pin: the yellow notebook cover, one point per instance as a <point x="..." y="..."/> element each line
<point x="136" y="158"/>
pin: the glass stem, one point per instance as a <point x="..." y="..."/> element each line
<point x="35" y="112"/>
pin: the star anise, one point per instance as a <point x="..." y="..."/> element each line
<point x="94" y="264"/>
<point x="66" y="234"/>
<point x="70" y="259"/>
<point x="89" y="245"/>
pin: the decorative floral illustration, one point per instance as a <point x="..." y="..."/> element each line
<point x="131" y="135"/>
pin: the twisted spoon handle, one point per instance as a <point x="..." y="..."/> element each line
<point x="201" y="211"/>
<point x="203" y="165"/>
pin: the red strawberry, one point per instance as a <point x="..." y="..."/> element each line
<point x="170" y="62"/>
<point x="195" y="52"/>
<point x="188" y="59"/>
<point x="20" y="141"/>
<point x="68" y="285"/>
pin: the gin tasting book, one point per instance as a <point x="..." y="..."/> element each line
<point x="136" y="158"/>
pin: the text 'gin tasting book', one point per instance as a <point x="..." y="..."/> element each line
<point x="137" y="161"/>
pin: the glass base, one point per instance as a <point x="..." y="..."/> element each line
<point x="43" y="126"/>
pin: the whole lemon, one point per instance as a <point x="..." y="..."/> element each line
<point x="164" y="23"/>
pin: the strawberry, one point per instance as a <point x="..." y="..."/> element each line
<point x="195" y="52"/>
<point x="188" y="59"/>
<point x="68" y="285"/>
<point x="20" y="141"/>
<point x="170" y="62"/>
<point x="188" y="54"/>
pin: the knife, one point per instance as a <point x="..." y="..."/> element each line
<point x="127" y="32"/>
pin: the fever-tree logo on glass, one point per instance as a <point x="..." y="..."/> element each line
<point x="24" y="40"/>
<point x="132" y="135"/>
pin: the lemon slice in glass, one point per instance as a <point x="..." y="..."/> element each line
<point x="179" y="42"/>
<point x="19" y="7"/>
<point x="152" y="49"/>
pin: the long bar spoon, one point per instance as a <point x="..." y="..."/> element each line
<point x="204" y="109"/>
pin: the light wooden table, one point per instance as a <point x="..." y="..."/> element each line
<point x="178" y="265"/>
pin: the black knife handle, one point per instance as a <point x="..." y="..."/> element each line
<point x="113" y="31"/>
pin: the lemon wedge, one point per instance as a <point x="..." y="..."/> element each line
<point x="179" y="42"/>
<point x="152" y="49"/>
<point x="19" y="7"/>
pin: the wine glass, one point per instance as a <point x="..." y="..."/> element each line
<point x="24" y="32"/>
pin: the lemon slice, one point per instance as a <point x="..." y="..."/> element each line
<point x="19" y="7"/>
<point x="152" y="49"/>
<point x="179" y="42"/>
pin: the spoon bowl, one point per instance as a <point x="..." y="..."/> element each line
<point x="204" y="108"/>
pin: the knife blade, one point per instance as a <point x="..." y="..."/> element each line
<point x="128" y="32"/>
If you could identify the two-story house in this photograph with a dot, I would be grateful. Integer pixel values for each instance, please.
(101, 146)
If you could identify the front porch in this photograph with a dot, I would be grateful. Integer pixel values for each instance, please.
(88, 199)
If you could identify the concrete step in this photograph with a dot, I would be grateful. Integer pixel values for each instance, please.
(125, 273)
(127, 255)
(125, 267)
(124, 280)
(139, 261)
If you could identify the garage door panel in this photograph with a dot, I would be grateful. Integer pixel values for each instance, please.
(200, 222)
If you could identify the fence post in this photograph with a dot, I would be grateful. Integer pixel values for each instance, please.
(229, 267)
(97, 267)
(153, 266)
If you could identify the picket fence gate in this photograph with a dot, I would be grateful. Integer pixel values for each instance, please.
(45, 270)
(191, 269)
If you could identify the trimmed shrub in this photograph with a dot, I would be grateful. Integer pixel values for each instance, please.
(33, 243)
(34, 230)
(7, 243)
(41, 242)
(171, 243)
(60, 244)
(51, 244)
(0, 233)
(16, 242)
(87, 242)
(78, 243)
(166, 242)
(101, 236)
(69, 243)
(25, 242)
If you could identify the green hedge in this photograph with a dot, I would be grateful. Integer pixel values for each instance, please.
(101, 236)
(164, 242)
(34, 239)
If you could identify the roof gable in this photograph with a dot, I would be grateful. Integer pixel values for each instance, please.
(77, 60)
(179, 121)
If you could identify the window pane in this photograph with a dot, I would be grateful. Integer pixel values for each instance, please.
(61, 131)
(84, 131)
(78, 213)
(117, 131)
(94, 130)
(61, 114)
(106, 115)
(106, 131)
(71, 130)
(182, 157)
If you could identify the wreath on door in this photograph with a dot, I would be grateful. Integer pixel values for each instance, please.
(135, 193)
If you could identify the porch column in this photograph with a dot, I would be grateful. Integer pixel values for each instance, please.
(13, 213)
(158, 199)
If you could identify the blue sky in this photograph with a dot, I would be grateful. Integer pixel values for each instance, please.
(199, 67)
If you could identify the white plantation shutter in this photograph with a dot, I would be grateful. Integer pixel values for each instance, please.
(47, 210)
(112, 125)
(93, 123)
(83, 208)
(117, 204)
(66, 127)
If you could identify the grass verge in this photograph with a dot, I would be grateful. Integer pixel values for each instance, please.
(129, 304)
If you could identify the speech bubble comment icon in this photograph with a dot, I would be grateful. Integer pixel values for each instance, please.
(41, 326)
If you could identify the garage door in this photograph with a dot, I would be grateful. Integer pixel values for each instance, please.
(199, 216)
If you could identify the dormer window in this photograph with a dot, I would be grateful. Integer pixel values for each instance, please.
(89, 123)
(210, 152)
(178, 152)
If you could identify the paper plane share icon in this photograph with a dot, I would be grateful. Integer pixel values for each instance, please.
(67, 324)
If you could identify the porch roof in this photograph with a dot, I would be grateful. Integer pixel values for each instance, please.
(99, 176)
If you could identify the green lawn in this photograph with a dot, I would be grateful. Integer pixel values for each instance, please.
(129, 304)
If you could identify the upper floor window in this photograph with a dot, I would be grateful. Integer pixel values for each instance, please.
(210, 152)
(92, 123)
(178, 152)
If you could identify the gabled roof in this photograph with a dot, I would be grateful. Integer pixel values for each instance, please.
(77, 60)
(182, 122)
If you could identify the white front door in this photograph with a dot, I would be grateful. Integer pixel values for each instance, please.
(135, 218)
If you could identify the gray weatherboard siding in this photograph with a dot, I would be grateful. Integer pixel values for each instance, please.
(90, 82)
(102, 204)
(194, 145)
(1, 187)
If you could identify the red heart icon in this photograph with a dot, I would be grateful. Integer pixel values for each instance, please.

════

Exercise requirements ▸ Keeping each word as given, write out the material above.

Your solution ▸
pin: the yellow notebook cover, one point per instance as a <point x="..." y="..."/> element each line
<point x="136" y="158"/>
pin: the glass stem, one point per instance as a <point x="..." y="..."/> element each line
<point x="35" y="112"/>
pin: the star anise, one point per instance as a <point x="..." y="..."/> element each line
<point x="94" y="264"/>
<point x="66" y="234"/>
<point x="70" y="259"/>
<point x="89" y="245"/>
pin: the decorative floral illustration, one point per instance as a <point x="..." y="..."/> element each line
<point x="131" y="135"/>
pin: the twisted spoon handle, one point per instance as a <point x="..." y="..."/> element each line
<point x="201" y="211"/>
<point x="203" y="165"/>
pin: the red strawberry, one point per instance as a <point x="..." y="..."/> element each line
<point x="170" y="62"/>
<point x="195" y="52"/>
<point x="188" y="59"/>
<point x="20" y="141"/>
<point x="68" y="285"/>
pin: the gin tasting book, one point per instance as a <point x="..." y="..."/> element each line
<point x="136" y="158"/>
pin: the text 'gin tasting book', one point per instance as a <point x="..." y="..."/> element each line
<point x="137" y="161"/>
pin: the glass base, one point per instance as a <point x="..." y="..."/> element each line
<point x="43" y="126"/>
pin: the whole lemon, one point per instance as a <point x="..." y="..."/> element each line
<point x="164" y="23"/>
pin: the strawberry, one point per instance as a <point x="..." y="..."/> element each line
<point x="195" y="52"/>
<point x="188" y="59"/>
<point x="68" y="285"/>
<point x="20" y="141"/>
<point x="170" y="62"/>
<point x="188" y="54"/>
pin: the knife, one point per instance as a <point x="..." y="..."/> element each line
<point x="127" y="32"/>
pin: the fever-tree logo on glass, one point per instance as a <point x="..." y="..."/> element each line
<point x="24" y="40"/>
<point x="132" y="135"/>
pin: the lemon slice in glass, one point per instance as a <point x="..." y="..."/> element each line
<point x="179" y="42"/>
<point x="19" y="7"/>
<point x="152" y="49"/>
pin: the long bar spoon, one point per instance as a <point x="..." y="..."/> element each line
<point x="204" y="109"/>
pin: the light wooden table, one point per instance as a <point x="..." y="..."/> element each line
<point x="178" y="265"/>
pin: the black knife handle, one point per instance as a <point x="..." y="..."/> element each line
<point x="113" y="31"/>
pin: the lemon wedge, one point per instance as a <point x="..." y="..."/> element each line
<point x="179" y="42"/>
<point x="152" y="49"/>
<point x="19" y="7"/>
pin: the wine glass, one point per instance as a <point x="..." y="..."/> element each line
<point x="24" y="32"/>
pin: the lemon slice, one point per instance as a <point x="..." y="..."/> element each line
<point x="19" y="7"/>
<point x="152" y="49"/>
<point x="179" y="42"/>
pin: the spoon bowl, one point per instance as a <point x="..." y="..."/> element each line
<point x="204" y="108"/>
pin: the knife blade, one point per instance as a <point x="..." y="..."/> element each line
<point x="128" y="32"/>
If you could identify the two-story house in this photograph with a dot, I would be grateful. Integer pixel values for each instance, please.
(101, 146)
If you could identify the front porch in this photograph with a dot, I would be grateful. Integer pixel values for each instance, please.
(88, 199)
If you could identify the concrete step in this photograph with a dot, I would be grateful. Integer pixel values for each instance, please.
(125, 273)
(127, 255)
(125, 267)
(124, 280)
(139, 261)
If you could identify the garage door panel in this photograph with a dot, I would be grateful. Integer pixel values for each instance, please.
(200, 222)
If you could identify the fence post in this photograph with a dot, I would be grateful. Integer pixel values for each instance, please.
(229, 267)
(97, 267)
(153, 266)
If you could identify the picket fence gate in this photograph with a dot, I would be grateful. Integer pixel values for each instance, please.
(45, 270)
(191, 269)
If you could identify the trimmed shrub in this photograph with a dot, I would be grateful. Integer pixel values for each instance, please.
(33, 243)
(34, 230)
(7, 243)
(41, 242)
(171, 243)
(60, 244)
(51, 244)
(0, 233)
(16, 242)
(87, 242)
(78, 243)
(166, 242)
(101, 236)
(69, 243)
(25, 242)
If you could identify the green hedge in this photograph with a dot, I would be grateful. Integer pixel values for each instance, please.
(101, 236)
(164, 242)
(34, 239)
If you could identify the roof gable in this photograph with a dot, I would be grateful. Integer pixel values for each instance, please.
(77, 60)
(179, 121)
If you could identify the window pane in this photograph with a dot, I would be grateful. Integer pixel values for each instance, please.
(61, 131)
(84, 131)
(78, 213)
(117, 131)
(94, 130)
(61, 114)
(106, 115)
(106, 131)
(71, 130)
(182, 157)
If you could identify the wreath on door in this photograph with a dot, I would be grateful. Integer pixel values for each instance, please.
(135, 193)
If you could identify the porch column in this photograph with a dot, I would be grateful. Integer pixel values for each instance, please.
(13, 213)
(158, 199)
If you could identify the blue sky in this photograph with a dot, I would be grateful. Integer pixel values for each instance, please.
(199, 67)
If you could identify the white plantation shutter in this photograph with a dot, I would be grateful. Integer pixel values for each instance, please.
(47, 210)
(112, 125)
(93, 123)
(83, 208)
(117, 204)
(66, 127)
If you could identify the grass verge in this photograph with a dot, I would be grateful. Integer pixel values for each instance, please.
(129, 304)
If you could identify the speech bubble comment icon in this photograph with a dot, I would be grateful. Integer pixel values for each instance, please.
(41, 326)
If you could identify the garage door in this photograph with a dot, I would be grateful. Integer pixel values for each instance, please.
(199, 216)
If you could identify the dormer window in this photograph with a dot, I would be grateful. Integer pixel values for each instance, please.
(89, 123)
(210, 152)
(178, 152)
If you could identify the paper plane share icon in this photograph with a dot, I would be grateful. Integer pixel values for each instance, please.
(67, 324)
If you could identify the porch roof in this photograph with a dot, I would be grateful. Integer pixel values for each instance, please.
(99, 176)
If you could identify the green lawn in this photograph with a dot, I would be grateful. Integer pixel values for each instance, please.
(129, 304)
If you could identify the upper floor window in this photograph with a dot, I would be grateful. Integer pixel values for each instance, please.
(210, 152)
(92, 123)
(178, 152)
If you could identify the gabled roof in this photograph with a dot, I would be grateful. Integer pixel values for each instance, please.
(77, 60)
(182, 122)
If you could identify the white front door in this photograph with a dot, I would be grateful. Integer pixel values for each instance, please.
(135, 218)
If you could identify the gray weatherboard siding in this photograph with a dot, I would be grateful. Integer pixel values for each instance, please.
(90, 82)
(102, 204)
(194, 145)
(1, 187)
If you could identify the red heart icon in this photograph with a dot, I would be grateful. Integer pixel values for each instance, please.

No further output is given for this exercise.